DATASET RECORDS
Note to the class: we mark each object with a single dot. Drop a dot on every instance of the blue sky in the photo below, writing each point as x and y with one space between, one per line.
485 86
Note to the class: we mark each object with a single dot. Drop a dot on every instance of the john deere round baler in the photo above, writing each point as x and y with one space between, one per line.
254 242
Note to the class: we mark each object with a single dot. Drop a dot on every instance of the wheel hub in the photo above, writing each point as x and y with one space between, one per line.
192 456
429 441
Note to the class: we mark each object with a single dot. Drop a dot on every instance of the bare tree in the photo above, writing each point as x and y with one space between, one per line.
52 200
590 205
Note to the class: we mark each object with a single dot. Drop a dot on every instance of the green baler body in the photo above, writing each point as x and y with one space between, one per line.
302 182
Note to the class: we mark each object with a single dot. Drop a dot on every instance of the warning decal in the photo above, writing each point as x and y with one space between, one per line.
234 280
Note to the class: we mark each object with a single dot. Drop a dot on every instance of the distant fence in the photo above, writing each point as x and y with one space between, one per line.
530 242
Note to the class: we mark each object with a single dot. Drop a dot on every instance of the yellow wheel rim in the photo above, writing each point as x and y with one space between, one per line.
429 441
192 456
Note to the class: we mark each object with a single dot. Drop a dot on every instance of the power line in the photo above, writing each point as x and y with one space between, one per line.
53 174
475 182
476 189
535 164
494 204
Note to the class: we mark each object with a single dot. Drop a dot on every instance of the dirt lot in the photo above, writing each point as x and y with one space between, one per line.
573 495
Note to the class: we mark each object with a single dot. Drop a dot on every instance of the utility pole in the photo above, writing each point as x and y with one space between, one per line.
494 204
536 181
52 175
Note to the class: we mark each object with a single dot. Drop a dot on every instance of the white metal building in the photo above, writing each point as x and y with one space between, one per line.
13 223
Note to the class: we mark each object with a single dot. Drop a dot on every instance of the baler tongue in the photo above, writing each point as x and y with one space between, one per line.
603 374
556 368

TASK DETAILS
Would you restate word for word every line from the one holding "of the power" to the end of the entries, both ends included?

RESULT OF THIS TASK
Note to the class: we mark each object with a single dot. Drop a dot on every instance of the power line in the photo above, writing each point as x and y with one space between, one per line.
53 174
475 182
476 189
535 164
494 204
Note to the class: we mark each object with a single dot. Drop a dot on every instance of the dirt lot in the photo above, writing each point as x and y with one space between, one per line.
573 495
Note to the class: we mark each object with a single dot. Drop a dot on every instance of the utility pole in the photo above, writing each point as x and y with one space between, one per line.
494 204
536 181
52 175
Note to the class: we mark each object with a single dot. Drop a dot on every instance of the white metal building in the photo above, writing each point as x and y with one space between, one per line.
13 223
Note to the class: we mark each object with a single dot. Drop a dot on every instance of the baler tongue in the photo above, writing each point as x and y with one space between, one per line.
603 374
556 368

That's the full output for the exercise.